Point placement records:
•••••

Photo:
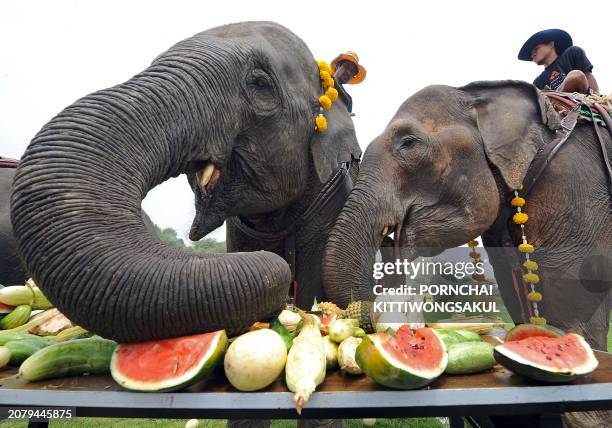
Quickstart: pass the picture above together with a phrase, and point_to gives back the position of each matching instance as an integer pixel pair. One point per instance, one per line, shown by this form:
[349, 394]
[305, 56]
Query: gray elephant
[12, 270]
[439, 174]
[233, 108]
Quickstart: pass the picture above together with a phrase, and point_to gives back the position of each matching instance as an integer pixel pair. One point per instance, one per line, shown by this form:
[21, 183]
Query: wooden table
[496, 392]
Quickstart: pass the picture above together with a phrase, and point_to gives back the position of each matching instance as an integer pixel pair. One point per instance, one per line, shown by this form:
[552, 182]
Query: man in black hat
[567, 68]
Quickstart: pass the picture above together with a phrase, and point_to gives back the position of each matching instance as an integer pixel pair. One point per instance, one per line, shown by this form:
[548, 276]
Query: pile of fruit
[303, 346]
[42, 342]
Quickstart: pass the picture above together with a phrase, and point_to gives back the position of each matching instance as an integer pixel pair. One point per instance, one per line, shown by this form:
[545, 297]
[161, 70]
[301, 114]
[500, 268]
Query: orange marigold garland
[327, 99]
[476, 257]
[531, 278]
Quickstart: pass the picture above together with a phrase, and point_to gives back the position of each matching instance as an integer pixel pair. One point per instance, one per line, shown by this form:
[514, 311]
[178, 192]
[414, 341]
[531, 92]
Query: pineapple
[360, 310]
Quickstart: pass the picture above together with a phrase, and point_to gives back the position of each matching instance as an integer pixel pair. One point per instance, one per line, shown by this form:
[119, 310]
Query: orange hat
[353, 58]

•••••

SET EXERCISE: Omit pictures; set down the rest of the material word for word.

EXERCISE ANSWER:
Photo:
Quickstart: pass the picture above together with a phrase, and point_to gives back the position of each matching instance as an integer pixel pair. One point per instance, one per line, shown by this form:
[349, 394]
[305, 56]
Query: gray elephant
[12, 270]
[439, 174]
[233, 108]
Quickstart: pass the picture above together with a phrase, and point_to gives back the position of each matching instance as an integer pixel pair. One point per instance, one per line, shown by this form:
[21, 183]
Query: wooden table
[496, 392]
Quickstart: pass the picture above together with a phrase, and point_to gives back the position of each matching instance as an integer pixel pair. One point per instance, one per line, shown by this form:
[552, 182]
Query: man in black hat
[567, 68]
Quickstart: pass the picture above together with a phrase, and point_to gives back the position of each matching instance as an integer pixel pair. One point per instance, one per line, shown by this form:
[548, 276]
Query: pile of fruit
[303, 346]
[42, 342]
Quickstart: pass the picture above together with a phrase, and point_to gives back the position of each matching instance as an integer pixel pair. One point per instance, one per line, shown by this form:
[545, 297]
[161, 70]
[301, 114]
[500, 268]
Query: orange marigold garland
[327, 99]
[476, 257]
[531, 278]
Quickstart: pass the picture above together with a phrase, and point_to gives back the position of each matching instance as an integer pixel pair. One point per instance, one per line, shown by this form:
[514, 311]
[178, 192]
[414, 341]
[531, 92]
Query: pineapple
[360, 310]
Quickstart: pass the picture above together with a phrase, and point_to gives back the position of each matching instance as an integer pixel pair. One point per instance, one per line, shown by this form:
[119, 310]
Query: orange hat
[353, 58]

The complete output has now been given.